_EXTRAIT SOURCE_.
____________________

Or le fait d'avoir une activité professionnelle préserve mieux la santé que les situations de chômage et nous croyons profondément en l'émancipation sociale par le travail. Cependant, pour être véritablement vecteur d'émancipation, le travail doit préserver la santé physique et mentale de chacun, qu'il soit ouvrier, fonctionnaire, cadre, chef d'entreprise, intérimaire, indépendant ou agriculteur. C'est là une conviction que nous partageons largement sur l'ensemble de ces bancs, comme le prouvent les récents travaux parlementaires menés tant à l'Assemblée nationale qu'au Sénat. Elle est, me semble-t-il, également partagée par le Gouvernement, qui, ces dernières années, a commandé plusieurs rapports – j'ai moi-même eu l'honneur, madame la ministre du travail, de répondre à votre demande et à celle du Premier ministre en la matière. Ces travaux ont un point commun : ils rappellent que les enjeux humains que recouvre la santé au travail sont majeurs et démontrent que les réponses que nous y apportons sont insuffisantes.

J'évoquerai, à cet égard, un seul chiffre : seulement 4 % des financements de la santé au travail sont dédiés à la prévention, le reste l'étant à la réparation. Nous devons corriger cette tendance. La crise sanitaire que nous traversons a, elle aussi, mis en lumière ces constats maintes fois répétés. Alors que nous ignorons encore les évolutions futures de cette crise et que les incertitudes quant aux éventuels nouveaux risques sont fortes, nous devons agir.

____________________

_DONNÉES FOURNIES_.
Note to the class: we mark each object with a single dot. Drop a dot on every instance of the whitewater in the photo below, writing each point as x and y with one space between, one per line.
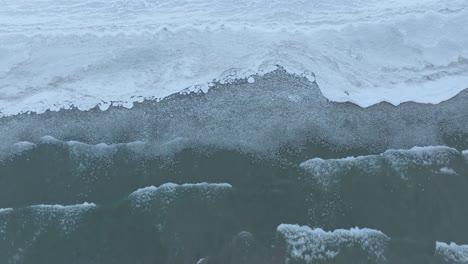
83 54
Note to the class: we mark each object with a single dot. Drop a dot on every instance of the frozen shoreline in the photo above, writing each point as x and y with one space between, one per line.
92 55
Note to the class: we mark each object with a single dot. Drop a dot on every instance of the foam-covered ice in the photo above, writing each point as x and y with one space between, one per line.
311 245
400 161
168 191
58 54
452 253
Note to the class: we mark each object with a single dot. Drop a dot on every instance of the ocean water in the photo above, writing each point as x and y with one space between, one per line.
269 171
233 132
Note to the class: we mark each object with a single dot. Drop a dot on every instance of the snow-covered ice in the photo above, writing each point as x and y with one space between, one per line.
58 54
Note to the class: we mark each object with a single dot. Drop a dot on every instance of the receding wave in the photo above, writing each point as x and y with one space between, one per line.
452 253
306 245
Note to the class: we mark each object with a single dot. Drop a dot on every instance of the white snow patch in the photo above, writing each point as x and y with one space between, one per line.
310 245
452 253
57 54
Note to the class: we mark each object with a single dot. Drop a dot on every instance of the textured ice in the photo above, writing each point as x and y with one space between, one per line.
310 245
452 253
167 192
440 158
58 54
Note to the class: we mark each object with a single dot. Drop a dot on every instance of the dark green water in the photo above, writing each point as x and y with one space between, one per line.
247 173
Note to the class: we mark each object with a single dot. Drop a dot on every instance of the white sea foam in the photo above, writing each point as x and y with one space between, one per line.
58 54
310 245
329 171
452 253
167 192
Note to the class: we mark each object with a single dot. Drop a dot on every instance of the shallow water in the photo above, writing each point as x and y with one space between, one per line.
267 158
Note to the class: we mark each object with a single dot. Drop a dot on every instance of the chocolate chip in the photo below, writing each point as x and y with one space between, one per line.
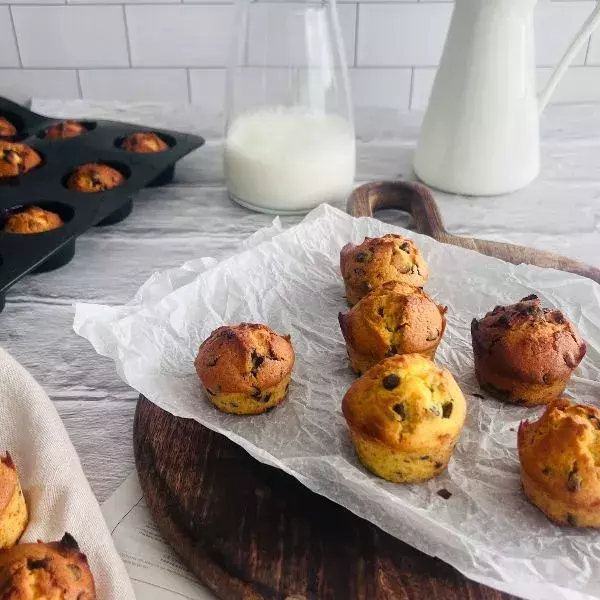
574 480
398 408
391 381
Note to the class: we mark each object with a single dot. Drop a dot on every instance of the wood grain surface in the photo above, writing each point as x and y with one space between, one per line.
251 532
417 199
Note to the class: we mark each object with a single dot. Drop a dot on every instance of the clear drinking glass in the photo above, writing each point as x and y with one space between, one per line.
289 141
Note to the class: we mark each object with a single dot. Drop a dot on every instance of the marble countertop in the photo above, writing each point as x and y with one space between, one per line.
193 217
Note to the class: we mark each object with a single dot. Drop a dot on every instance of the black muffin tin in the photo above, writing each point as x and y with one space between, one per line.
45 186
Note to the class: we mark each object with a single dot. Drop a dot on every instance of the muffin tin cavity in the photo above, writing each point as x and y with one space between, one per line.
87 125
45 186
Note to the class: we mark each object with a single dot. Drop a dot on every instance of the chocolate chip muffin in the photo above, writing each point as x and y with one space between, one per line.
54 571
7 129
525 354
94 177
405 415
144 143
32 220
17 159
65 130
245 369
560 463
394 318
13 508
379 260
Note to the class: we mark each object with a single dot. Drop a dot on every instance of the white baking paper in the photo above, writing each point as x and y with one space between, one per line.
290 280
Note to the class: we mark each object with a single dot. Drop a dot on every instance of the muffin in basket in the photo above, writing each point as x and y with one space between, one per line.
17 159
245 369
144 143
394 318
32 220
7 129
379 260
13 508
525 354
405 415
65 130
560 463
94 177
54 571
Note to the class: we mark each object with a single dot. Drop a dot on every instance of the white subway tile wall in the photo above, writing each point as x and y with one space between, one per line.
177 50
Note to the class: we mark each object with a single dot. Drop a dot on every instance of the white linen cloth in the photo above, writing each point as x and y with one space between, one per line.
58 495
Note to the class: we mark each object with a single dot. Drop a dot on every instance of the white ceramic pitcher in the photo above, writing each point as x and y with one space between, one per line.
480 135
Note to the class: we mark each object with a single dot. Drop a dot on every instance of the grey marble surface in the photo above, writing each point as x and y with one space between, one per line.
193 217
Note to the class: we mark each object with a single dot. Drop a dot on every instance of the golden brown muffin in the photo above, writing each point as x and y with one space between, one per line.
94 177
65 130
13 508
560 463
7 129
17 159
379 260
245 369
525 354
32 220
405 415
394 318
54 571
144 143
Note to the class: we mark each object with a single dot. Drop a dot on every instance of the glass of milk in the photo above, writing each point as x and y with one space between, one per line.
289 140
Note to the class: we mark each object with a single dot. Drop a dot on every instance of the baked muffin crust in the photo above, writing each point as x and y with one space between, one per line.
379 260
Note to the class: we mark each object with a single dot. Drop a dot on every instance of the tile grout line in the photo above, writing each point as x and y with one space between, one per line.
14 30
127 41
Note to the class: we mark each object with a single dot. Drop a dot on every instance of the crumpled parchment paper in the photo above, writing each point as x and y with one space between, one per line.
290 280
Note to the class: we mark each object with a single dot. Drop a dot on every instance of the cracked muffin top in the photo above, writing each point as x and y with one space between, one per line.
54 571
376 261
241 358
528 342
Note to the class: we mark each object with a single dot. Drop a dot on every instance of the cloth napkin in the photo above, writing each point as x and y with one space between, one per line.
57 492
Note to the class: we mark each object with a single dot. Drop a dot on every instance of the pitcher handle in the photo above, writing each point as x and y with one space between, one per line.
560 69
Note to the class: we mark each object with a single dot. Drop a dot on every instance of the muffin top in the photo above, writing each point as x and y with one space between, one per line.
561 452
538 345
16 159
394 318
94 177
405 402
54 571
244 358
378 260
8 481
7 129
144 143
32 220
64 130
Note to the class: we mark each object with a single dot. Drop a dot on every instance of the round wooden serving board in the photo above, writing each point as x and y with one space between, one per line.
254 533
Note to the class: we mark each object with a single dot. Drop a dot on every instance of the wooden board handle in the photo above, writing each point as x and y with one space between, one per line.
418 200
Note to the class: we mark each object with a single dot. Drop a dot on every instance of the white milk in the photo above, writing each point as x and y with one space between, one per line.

____________________

_CONSIGNES_.
1. D'après l'extrait sur la santé au travail, quelle part des financements de la santé au travail va à la prévention ?
2. Reproduisez l'extrait sur la santé au travail en commençant par « J'évoquerai, à cet » et en continuant jusqu'à « nous devons agir. ».
Les données forment un ensemble distinct de l'extrait sur la santé au travail.

_RÉPONSES_.
1. Seulement 4 %.

2.
J'évoquerai, à cet égard, un seul chiffre : seulement 4 % des financements de la santé au travail sont dédiés à la prévention, le reste l'étant à la réparation. Nous devons corriger cette tendance. La crise sanitaire que nous traversons a, elle aussi, mis en lumière ces constats maintes fois répétés. Alors que nous ignorons encore les évolutions futures de cette crise et que les incertitudes quant aux éventuels nouveaux risques sont fortes, nous devons agir.